** BEGIN Passage **

We will use a fit of a pre-trained transformer BERT model for a TOPICS analysis using the Hugging Face transformer PyTorch trainer

# Step 1: Install And Import Python Libraries

In step 1, we will install and import python libraries.

Firstly, let's install `transformers`, `datasets`, and `evaluate`.

In [None]:
# Install libraries
!pip install datasets transformers==4.28.0
!pip install transformers datasets evaluate

In [None]:
# We neeed to import dataset, but this dataset we'll try to use how URL
# Data processing
import pandas as pd
import numpy as np

# Modeling
import tensorflow as tf
from transformers import AutoTokenizer, AutoModelForSequenceClassification, TrainingArguments, Trainer, EarlyStoppingCallback, TextClassificationPipeline

# Hugging Face Dataset
from datasets import Dataset

# Model performance evaluation
import evaluate

# Step 2: Download And Read Data

In [None]:
# Mount Google Drive
from google.colab import drive
drive.mount('/content/drive')

# Change directory
import os
os.chdir("drive/My Drive/contents/nlp")

# Print out the current directory
!pwd

In [None]:
# Read in data
amz_review = pd.read_csv('political_social_media/amazon_cells_labelled.txt', sep='\t', names=['review', 'label'])

# Take a look at the data
amz_review.head()

In [None]:
# Get the dataset information
amz_review.info()

The label value of 0 represents negative reviews and the label value of 1 represents positive reviews. The dataset has 500 positive reviews and 500 negative reviews. It is well-balanced, so we can use  accuracy as the metric to evaluate the model performance.

** END Passage **
** BEGIN Extracted information **

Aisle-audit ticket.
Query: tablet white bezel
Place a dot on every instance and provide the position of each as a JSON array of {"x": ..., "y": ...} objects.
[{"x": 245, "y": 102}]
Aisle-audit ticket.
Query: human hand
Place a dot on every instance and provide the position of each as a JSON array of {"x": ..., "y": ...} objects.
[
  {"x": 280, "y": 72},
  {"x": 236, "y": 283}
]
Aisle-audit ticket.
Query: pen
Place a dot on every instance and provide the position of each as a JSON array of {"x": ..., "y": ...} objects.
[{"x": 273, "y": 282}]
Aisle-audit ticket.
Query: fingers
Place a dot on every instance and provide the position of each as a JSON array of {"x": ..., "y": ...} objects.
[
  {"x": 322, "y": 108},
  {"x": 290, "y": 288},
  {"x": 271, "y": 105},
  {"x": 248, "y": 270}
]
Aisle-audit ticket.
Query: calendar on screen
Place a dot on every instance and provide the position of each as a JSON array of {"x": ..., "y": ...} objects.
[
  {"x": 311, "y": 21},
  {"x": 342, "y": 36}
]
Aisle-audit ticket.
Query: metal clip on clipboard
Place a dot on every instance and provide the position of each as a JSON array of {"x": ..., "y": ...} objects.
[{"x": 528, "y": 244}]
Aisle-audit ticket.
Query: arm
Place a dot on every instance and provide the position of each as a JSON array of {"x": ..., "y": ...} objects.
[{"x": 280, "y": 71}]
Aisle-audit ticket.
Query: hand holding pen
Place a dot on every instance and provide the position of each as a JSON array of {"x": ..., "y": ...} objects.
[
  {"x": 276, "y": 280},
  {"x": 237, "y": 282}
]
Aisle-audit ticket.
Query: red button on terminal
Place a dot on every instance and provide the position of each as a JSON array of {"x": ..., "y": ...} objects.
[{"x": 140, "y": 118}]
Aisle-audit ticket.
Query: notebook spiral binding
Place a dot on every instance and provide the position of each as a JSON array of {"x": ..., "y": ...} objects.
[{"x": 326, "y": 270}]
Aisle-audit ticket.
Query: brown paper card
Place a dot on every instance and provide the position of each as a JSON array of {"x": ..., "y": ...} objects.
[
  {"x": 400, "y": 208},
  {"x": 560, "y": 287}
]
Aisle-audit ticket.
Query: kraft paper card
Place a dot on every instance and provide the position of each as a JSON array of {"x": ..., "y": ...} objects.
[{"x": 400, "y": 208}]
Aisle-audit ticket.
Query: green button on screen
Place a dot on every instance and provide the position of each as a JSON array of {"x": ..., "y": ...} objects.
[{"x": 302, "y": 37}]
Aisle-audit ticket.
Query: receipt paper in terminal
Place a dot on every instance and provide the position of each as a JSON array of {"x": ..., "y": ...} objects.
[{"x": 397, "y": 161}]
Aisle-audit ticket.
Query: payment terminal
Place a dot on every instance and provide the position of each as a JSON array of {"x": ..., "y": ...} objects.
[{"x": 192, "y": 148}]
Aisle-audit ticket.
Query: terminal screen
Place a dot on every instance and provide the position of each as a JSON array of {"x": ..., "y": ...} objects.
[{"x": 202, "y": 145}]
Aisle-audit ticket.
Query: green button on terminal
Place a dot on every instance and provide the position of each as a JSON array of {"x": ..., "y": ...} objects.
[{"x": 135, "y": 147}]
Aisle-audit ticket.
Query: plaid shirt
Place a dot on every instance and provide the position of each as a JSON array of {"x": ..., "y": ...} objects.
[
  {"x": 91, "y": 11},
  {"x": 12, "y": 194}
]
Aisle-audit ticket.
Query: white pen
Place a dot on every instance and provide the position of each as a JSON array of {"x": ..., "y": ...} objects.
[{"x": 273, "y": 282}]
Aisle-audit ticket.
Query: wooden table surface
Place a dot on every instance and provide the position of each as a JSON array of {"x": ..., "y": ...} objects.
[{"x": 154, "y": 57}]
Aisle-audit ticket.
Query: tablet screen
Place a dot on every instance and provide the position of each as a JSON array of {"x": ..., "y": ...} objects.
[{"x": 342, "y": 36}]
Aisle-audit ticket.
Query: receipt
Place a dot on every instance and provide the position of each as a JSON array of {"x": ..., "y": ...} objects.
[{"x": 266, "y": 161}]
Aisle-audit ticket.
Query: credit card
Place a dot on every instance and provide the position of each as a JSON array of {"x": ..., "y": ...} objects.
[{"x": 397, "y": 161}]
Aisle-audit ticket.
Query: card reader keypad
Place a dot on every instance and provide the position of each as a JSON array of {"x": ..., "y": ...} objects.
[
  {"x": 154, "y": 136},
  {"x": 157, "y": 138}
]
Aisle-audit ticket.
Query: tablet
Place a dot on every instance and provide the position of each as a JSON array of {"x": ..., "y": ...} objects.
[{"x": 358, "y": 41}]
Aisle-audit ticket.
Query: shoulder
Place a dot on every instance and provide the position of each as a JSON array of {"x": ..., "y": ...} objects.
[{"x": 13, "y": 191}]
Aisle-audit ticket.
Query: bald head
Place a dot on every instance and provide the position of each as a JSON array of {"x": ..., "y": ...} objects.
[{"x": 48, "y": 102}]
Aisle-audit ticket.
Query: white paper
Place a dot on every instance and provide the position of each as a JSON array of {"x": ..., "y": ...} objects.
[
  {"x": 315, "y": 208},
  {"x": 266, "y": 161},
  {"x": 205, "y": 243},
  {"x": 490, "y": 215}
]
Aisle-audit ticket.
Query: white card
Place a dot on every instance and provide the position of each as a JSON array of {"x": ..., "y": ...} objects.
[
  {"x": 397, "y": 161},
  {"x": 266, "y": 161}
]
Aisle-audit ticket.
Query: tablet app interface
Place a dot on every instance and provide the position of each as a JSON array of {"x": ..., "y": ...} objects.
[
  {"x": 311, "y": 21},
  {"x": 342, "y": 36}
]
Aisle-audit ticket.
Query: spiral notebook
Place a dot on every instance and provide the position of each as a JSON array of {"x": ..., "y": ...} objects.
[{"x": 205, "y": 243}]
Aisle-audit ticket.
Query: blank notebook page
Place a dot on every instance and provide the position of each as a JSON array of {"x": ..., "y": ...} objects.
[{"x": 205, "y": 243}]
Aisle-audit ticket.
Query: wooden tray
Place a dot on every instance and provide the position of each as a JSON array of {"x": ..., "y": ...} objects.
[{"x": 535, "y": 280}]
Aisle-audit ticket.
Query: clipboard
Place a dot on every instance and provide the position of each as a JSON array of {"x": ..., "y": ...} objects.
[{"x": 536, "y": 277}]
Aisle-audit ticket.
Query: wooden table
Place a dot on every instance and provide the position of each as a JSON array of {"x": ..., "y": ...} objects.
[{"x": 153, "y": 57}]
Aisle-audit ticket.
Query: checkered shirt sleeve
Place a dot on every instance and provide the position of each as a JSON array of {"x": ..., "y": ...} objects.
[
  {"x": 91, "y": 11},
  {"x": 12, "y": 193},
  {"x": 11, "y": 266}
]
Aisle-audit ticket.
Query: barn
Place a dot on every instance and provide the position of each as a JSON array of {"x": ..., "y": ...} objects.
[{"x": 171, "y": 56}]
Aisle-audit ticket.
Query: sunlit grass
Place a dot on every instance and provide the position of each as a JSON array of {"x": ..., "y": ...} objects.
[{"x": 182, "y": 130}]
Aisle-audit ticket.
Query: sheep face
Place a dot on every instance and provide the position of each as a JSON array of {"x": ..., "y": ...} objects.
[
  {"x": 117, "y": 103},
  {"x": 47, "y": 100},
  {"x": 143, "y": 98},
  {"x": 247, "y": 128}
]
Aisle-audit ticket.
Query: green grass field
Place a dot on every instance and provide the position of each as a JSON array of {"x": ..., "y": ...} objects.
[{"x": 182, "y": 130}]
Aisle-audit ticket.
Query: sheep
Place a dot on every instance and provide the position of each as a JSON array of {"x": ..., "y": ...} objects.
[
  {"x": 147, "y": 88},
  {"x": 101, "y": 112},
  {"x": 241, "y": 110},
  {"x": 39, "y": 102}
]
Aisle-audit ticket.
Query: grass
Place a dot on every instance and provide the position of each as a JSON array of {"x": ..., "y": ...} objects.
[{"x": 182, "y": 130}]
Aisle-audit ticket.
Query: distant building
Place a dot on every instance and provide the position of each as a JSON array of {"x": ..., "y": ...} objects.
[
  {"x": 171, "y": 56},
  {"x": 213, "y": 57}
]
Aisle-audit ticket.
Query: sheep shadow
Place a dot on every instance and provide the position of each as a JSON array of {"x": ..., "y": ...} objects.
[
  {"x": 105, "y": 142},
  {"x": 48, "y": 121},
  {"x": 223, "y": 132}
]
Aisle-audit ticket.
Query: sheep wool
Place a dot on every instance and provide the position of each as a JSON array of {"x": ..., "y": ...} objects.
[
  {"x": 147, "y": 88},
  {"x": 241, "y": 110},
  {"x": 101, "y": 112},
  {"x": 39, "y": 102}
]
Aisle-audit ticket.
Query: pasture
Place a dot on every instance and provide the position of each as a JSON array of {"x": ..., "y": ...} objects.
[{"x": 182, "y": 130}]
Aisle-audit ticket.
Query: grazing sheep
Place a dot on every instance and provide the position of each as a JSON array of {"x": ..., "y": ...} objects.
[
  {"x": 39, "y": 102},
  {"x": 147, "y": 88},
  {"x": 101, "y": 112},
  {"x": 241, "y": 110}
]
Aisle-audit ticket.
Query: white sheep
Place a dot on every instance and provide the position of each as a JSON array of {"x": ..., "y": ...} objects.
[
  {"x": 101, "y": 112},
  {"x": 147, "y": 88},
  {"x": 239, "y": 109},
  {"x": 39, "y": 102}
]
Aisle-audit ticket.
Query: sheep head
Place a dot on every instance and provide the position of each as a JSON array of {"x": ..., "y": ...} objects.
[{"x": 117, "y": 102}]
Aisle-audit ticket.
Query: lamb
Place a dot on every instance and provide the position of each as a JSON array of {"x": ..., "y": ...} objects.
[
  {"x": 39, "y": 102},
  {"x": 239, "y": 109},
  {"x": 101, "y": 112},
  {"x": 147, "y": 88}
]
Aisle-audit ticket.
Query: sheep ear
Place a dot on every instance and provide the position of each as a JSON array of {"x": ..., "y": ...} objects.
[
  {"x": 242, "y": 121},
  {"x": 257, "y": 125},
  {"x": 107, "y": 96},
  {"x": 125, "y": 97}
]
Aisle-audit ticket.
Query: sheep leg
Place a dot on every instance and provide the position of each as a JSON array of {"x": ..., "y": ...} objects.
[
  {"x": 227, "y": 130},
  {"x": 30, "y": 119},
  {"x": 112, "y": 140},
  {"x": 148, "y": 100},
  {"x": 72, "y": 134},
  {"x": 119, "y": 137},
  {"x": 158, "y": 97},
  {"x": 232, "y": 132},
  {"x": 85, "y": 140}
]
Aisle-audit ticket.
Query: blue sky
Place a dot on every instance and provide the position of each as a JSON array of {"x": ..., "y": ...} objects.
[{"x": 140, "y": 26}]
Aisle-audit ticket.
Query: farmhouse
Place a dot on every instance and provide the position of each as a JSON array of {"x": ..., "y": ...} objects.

** END Extracted information **

Set of tasks:
a. Pick out each line of the rows that contains the string "tablet". Case counts.
b. Write the next part of the BERT fine-tuning tutorial, picking up after its last sentence.

Answers per task:
a.
Query: tablet white bezel
Query: tablet screen
Query: tablet
Query: tablet app interface

b.
In [None]:
# Check the label distribution
amz_review['label'].value_counts()

# Step 3: Train Test Split

In [None]:
# Training dataset
train_data = amz_review.sample(frac=0.8, random_state=42)

# Testing dataset
test_data = amz_review.drop(train_data.index)

# Check the number of records in training and testing dataset.
print(f'The training dataset has {len(train_data)} records.')
print(f'The testing dataset has {len(test_data)} records.')

# Step 4: Convert Pandas Dataframe to Hugging Face Dataset

In [None]:
# Convert pyhton dataframe to Hugging Face arrow dataset
hg_train_data = Dataset.from_pandas(train_data)
hg_test_data = Dataset.from_pandas(test_data)

In [None]:
# Length of the Dataset
print(f'The length of hg_train_data is {len(hg_train_data)}.\n')

# Check one review
hg_train_data[0]

In [None]:
# Validate the record in pandas dataframe
amz_review.iloc[[521]]

# Step 5: Tokenize Text

In [None]:
# Tokenizer from a pretrained model
tokenizer = AutoTokenizer.from_pretrained("bert-base-cased")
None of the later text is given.